(Your instructions): Every line that holds the word "head" needs to be copied from the data below.

[Dataset items]
== Segment start ==

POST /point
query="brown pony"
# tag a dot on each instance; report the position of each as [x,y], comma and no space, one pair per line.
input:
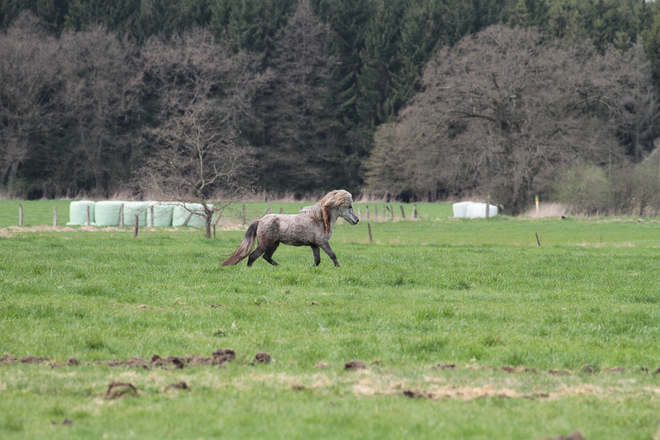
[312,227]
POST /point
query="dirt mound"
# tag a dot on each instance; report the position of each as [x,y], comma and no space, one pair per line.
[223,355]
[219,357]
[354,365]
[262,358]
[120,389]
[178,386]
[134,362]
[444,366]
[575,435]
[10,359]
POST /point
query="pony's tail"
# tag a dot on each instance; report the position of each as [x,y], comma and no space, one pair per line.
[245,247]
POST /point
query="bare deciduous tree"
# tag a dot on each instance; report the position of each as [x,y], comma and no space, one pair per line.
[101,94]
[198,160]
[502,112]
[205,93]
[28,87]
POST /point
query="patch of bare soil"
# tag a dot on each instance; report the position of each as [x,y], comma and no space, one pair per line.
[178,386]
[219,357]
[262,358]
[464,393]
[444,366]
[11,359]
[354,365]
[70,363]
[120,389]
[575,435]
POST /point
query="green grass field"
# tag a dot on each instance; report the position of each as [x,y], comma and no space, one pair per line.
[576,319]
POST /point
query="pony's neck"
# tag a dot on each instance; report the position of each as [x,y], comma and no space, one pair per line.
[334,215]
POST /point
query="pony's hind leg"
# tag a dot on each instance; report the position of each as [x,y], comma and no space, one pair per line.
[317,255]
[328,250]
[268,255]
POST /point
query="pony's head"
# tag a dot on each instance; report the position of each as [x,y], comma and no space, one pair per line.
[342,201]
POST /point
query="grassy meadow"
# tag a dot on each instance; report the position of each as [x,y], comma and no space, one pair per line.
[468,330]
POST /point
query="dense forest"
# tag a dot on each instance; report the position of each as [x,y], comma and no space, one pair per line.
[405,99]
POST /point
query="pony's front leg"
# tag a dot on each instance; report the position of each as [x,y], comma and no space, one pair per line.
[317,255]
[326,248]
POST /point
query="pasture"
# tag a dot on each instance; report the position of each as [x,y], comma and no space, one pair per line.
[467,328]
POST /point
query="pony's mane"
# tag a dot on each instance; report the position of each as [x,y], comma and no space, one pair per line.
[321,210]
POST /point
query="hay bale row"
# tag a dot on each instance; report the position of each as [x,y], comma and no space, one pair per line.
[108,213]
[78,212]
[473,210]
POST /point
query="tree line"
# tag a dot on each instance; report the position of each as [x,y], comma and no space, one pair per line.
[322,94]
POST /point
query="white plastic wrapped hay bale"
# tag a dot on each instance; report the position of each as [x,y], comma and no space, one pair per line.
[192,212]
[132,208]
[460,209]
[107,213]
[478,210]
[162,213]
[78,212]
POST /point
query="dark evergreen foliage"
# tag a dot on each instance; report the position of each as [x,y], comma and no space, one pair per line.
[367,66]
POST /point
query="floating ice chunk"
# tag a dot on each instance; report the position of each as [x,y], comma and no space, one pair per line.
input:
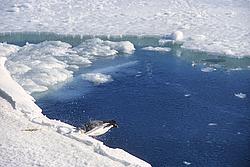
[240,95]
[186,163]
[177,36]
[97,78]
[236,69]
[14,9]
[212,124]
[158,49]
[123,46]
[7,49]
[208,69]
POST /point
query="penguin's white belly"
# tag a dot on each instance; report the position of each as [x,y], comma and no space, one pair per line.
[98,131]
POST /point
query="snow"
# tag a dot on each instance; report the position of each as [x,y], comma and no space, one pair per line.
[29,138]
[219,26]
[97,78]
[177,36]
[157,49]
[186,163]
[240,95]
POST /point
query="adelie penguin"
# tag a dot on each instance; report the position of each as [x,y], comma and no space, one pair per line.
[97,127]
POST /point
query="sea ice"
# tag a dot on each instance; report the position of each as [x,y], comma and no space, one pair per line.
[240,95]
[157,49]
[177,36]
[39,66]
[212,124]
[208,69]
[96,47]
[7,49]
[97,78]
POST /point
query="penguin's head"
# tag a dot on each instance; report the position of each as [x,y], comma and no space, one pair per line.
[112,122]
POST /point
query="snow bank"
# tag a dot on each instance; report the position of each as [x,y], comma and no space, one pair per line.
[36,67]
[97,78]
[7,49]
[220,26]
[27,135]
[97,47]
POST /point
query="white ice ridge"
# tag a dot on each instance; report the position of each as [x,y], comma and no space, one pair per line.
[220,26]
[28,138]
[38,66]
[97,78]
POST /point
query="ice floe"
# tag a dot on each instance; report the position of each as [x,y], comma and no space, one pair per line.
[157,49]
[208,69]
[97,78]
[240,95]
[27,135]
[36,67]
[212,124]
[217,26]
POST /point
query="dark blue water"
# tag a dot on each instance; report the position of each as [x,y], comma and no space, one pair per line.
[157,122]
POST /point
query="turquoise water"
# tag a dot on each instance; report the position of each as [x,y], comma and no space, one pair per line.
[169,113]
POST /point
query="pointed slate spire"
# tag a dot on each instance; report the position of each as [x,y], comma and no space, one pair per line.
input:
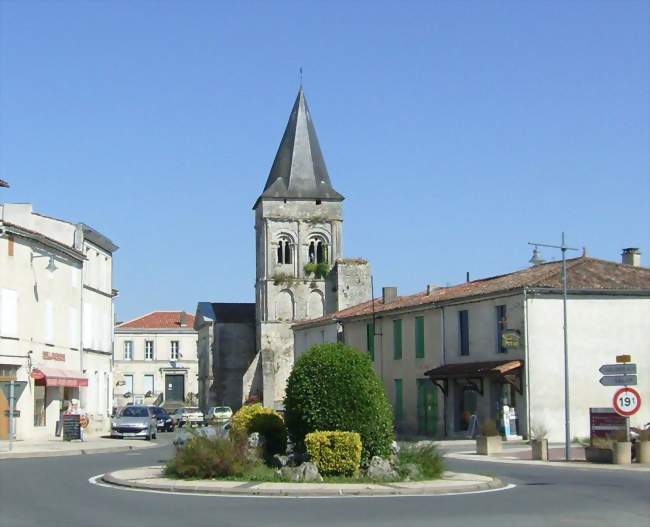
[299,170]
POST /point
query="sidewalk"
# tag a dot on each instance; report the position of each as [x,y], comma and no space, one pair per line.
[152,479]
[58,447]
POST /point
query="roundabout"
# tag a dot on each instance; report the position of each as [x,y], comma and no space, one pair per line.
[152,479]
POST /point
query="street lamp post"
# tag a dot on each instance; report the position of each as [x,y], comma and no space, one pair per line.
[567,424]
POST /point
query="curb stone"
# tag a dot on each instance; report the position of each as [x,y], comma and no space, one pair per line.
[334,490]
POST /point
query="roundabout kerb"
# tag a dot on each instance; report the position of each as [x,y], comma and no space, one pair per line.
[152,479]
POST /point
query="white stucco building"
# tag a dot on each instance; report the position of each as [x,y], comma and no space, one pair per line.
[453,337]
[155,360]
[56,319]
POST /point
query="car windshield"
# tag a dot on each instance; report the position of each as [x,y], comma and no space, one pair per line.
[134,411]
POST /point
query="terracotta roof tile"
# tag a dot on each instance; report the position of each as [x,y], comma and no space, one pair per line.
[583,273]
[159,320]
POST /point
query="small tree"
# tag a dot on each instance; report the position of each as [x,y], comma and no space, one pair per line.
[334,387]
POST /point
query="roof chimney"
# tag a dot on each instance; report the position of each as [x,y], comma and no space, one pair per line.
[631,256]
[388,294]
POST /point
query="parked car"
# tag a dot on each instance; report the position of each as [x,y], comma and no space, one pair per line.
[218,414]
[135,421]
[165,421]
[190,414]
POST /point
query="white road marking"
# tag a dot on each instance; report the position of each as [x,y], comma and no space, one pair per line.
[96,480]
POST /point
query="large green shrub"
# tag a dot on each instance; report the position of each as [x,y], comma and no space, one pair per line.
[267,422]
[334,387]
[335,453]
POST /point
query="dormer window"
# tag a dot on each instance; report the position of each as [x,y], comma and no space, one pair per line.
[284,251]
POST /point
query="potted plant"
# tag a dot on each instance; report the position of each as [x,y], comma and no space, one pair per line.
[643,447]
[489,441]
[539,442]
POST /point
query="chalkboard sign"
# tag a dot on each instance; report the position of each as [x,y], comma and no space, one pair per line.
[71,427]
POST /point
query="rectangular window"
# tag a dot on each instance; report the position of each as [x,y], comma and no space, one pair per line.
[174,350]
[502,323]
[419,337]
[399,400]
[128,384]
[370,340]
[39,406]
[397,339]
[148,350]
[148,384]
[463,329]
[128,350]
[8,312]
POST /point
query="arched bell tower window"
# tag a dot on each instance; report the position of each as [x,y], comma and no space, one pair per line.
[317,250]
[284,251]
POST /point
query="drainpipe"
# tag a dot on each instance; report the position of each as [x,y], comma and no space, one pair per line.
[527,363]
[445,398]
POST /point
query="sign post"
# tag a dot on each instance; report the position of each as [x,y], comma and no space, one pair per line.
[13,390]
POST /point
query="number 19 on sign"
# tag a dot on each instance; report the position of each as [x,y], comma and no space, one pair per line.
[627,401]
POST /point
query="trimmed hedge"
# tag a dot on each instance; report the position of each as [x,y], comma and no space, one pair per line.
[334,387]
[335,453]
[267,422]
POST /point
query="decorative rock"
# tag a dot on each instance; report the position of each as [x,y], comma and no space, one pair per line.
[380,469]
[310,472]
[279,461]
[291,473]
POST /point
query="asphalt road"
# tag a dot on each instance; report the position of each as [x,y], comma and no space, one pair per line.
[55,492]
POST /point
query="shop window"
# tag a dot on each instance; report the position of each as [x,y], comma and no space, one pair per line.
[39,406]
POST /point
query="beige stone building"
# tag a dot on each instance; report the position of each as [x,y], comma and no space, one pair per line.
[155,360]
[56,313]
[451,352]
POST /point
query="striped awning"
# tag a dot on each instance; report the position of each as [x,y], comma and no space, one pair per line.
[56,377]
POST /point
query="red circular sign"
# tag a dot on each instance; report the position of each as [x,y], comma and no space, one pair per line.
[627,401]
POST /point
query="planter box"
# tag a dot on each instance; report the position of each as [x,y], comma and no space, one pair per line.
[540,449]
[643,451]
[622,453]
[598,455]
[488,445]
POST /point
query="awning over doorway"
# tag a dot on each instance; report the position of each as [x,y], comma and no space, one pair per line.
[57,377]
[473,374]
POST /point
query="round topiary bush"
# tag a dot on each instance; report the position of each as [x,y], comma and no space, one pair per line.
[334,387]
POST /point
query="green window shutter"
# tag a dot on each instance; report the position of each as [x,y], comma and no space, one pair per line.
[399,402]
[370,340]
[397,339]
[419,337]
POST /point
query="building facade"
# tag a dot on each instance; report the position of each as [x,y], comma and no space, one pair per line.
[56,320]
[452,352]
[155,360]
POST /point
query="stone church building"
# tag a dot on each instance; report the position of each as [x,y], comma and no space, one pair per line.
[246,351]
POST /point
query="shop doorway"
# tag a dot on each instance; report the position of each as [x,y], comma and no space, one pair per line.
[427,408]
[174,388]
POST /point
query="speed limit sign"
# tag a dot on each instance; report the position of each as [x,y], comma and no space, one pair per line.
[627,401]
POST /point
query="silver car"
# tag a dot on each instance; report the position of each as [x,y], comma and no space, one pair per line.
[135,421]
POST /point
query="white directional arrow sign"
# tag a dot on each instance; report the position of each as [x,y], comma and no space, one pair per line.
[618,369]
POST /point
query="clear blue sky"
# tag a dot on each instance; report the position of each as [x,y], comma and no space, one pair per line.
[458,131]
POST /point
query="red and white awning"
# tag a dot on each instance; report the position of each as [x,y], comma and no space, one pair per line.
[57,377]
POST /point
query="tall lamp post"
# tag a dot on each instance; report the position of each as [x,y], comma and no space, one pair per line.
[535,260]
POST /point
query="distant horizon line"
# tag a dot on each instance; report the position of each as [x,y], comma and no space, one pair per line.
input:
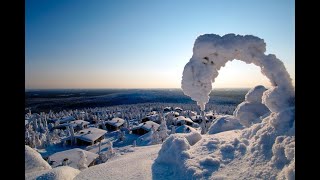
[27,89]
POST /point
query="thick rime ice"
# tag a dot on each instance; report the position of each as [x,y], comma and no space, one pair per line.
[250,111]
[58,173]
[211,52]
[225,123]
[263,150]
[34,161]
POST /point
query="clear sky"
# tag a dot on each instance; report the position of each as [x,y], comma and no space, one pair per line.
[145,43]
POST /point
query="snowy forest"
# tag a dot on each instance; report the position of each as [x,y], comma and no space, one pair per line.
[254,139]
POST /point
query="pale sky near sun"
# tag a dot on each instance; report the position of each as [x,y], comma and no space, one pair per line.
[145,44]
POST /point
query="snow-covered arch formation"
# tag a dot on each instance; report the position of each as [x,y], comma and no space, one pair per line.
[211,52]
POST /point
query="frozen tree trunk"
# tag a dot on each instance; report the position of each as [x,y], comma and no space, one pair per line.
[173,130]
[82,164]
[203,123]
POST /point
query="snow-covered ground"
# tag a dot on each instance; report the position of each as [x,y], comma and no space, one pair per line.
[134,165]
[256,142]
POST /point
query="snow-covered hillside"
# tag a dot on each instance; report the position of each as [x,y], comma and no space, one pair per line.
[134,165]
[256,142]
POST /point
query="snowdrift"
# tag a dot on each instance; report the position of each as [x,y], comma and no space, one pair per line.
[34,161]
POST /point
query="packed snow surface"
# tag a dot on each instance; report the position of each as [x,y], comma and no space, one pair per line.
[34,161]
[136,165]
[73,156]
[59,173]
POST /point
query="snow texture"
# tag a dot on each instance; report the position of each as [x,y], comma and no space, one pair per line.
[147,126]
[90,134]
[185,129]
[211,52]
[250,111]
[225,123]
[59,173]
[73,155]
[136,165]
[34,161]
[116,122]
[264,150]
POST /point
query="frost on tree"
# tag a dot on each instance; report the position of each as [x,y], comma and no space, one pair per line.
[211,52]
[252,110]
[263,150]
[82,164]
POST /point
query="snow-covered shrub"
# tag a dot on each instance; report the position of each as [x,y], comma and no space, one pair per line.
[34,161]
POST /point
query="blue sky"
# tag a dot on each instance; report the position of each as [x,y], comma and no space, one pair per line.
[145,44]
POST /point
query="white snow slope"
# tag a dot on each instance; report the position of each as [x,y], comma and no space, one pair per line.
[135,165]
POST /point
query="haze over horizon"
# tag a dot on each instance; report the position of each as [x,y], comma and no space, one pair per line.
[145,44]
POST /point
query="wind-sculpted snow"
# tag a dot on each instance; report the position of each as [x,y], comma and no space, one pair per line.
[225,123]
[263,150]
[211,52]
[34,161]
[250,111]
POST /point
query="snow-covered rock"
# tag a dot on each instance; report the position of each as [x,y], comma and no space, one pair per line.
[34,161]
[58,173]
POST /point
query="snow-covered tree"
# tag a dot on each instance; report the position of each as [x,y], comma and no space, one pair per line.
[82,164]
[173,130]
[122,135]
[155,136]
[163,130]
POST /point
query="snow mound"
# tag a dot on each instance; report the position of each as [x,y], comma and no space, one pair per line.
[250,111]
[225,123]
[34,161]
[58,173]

== Segment end ==

(The completed task):
query="pony's head"
query="penguin's head"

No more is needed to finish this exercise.